Write out the data once more, exactly as it reads.

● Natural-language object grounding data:
═══

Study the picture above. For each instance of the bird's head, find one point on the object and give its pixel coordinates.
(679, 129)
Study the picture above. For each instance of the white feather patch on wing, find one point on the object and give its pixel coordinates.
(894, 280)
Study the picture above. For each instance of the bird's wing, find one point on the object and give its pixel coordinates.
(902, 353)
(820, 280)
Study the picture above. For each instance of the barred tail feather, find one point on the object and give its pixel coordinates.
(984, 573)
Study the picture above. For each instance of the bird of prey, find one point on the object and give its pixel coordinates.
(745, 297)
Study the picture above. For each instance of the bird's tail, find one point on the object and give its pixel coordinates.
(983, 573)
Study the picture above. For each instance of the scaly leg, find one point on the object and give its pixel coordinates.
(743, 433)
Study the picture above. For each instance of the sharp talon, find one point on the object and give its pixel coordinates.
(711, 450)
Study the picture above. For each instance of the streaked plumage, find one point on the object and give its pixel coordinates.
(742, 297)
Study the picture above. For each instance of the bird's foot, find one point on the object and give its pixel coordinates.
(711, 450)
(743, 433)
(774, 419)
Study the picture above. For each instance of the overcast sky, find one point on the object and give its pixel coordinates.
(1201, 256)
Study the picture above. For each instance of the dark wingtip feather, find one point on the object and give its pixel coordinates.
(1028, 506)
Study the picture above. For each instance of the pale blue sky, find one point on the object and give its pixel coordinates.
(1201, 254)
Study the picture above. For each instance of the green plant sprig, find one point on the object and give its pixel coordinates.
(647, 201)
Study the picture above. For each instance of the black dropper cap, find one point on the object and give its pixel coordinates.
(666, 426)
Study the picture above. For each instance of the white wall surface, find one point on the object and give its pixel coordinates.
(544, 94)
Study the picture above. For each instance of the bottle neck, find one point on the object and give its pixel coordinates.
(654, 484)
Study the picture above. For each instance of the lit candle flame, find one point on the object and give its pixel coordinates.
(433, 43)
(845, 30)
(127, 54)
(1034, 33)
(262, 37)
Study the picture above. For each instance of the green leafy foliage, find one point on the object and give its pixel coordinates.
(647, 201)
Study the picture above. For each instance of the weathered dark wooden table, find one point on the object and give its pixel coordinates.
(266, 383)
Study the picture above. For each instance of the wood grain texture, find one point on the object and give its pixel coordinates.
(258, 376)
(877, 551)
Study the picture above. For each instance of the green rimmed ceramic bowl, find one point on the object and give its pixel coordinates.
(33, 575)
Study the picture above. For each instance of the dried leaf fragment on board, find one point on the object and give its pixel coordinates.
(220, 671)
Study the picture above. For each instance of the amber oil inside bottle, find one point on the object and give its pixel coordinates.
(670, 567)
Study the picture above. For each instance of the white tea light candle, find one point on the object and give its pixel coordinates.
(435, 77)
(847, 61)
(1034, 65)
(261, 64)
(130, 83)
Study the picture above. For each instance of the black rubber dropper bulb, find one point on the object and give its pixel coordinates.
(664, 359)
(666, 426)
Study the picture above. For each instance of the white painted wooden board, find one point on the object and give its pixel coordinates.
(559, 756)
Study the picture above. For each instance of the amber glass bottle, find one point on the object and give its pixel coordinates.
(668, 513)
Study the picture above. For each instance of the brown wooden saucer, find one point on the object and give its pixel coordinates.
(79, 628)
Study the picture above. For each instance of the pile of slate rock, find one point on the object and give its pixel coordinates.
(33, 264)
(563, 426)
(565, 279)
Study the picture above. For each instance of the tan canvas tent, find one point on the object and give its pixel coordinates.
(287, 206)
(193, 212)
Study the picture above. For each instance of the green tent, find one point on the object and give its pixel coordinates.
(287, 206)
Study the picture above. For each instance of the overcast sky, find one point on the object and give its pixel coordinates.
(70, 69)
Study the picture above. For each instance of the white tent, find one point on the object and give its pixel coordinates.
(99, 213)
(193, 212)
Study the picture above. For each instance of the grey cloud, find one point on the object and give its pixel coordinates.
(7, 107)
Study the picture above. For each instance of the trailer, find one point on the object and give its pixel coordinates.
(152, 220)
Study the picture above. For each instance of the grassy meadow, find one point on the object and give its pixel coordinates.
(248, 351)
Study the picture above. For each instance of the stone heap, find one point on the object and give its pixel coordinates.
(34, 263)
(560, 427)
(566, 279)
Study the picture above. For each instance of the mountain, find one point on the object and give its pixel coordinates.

═══

● Answer to the exercise:
Study the picture above. For each instance of the bird's head, find one point on the object and give its pixel coordinates.
(679, 129)
Study the picture above. For each instance of the white feather patch on wing, find one point on the object and give its pixel coordinates.
(894, 280)
Study the picture above. For each instance of the bird's wing, find one point on the object and give its pixel coordinates.
(902, 353)
(820, 280)
Study the picture above. For each instance of the barred tail feather, find one point on the object and give its pixel coordinates.
(984, 573)
Study the picture above. For each instance of the bird of prey, find one point on the object and give its pixel coordinates.
(745, 297)
Study the picture above. For each instance of the bird's tail, find one point on the object and give its pixel coordinates.
(983, 573)
Study the picture above. For each instance of the scaly leg, find one point on the object and give its pixel coordinates.
(743, 433)
Study the picture above. For each instance of the sharp talon, find one point on the object and give its pixel coordinates.
(711, 450)
Study the picture above. For each instance of the streaked plumage, find one point on the object and give its pixel coordinates.
(742, 297)
Study the picture above. For each instance of the bird's foot, find one point on the object and give its pixel coordinates.
(711, 450)
(743, 433)
(774, 419)
Study the picture above. For each instance of the overcast sky, find one point on the object and give its pixel coordinates.
(1201, 256)
Study the picture above. For each instance of the dark wingtip feather, find one point on the object and give its pixel coordinates.
(1028, 506)
Study the picture above. For each instance of the pale blue sky, find one point on the object and give its pixel coordinates.
(1201, 254)
Study the picture above. For each instance of the green plant sprig, find one point on the object and give its pixel coordinates.
(647, 201)
Study the picture above. For each instance of the black dropper cap, find one point on the object and give its pixel coordinates.
(666, 426)
Study the picture above. For each instance of the white wall surface, find one point on the object and give its pixel coordinates.
(544, 94)
Study the picture above. For each instance of the bottle neck, find one point on the object and give its pixel coordinates.
(654, 484)
Study the picture above. For each instance of the lit candle flame, find one point on the object and give its pixel coordinates.
(433, 43)
(845, 30)
(127, 54)
(1034, 33)
(262, 37)
Study the picture above. For each instance of the green leafy foliage, find one point on the object and give its pixel coordinates.
(647, 201)
Study the picture above. For each instance of the weathered dark wooden table, find one point on the object and give its pixel coordinates.
(266, 383)
Study the picture above. For each instance of the wood grain texture, find one point on the object and give its pixel coordinates.
(258, 376)
(877, 551)
Study the picture above. For each instance of the green rimmed ceramic bowl, find one point on the object and give its pixel coordinates.
(33, 575)
Study the picture above. For each instance of the dried leaf fragment on board, find one point on the object and give its pixel coordinates.
(220, 671)
Study the picture above. For each instance of the amber oil inside bottle, find one point on the object and give its pixel coordinates.
(670, 567)
Study the picture above. For each instance of the white tea light candle, find one point on the object and give its pixel coordinates.
(435, 77)
(847, 61)
(1034, 65)
(261, 64)
(130, 83)
Study the picture above. For each instance of the black rubber dropper bulb, find one point on the object and give its pixel coordinates.
(664, 359)
(666, 426)
Study the picture above. For each instance of the white painted wooden board, find one point on the object and give its pixel coordinates.
(559, 756)
Study the picture above. For each instance of the amber glass bottle, find one point on the object and give its pixel coordinates.
(668, 513)
Study the picture above. For each instance of the brown wooden saucer, find one point on the object and give its pixel coordinates.
(79, 628)
Study the picture above. For each instance of the pile of slate rock, find one point on the object and give its pixel coordinates.
(33, 264)
(563, 426)
(565, 279)
Study the picture above. For each instance of the tan canvas tent, find one point on the object and give its pixel coordinates.
(287, 206)
(193, 212)
Study the picture above. For each instance of the green tent, find one point on the object and give its pixel coordinates.
(287, 206)
Study the picture above. For each instance of the overcast sky, find one point on the object and give its pixel coordinates.
(70, 69)
Study the picture above. For each instance of the white tent, find one point on the object and give its pixel coordinates.
(99, 213)
(193, 212)
Study the picture above. For each instance of the grey cloud, find one point on the object and give its pixel coordinates.
(7, 107)
Study the picture above. For each instance of the trailer, find one point on the object and give its pixel coordinates.
(152, 220)
Study the picture above. For each instance of the grassy meadow, find one point on the object and give its pixel coordinates.
(248, 351)
Study the picture above. For each instance of the stone heap, find one point on the object and give its pixel coordinates.
(34, 263)
(560, 427)
(566, 279)
Study the picture above. For each instance of the mountain, find one point on the object and give its pixel coordinates.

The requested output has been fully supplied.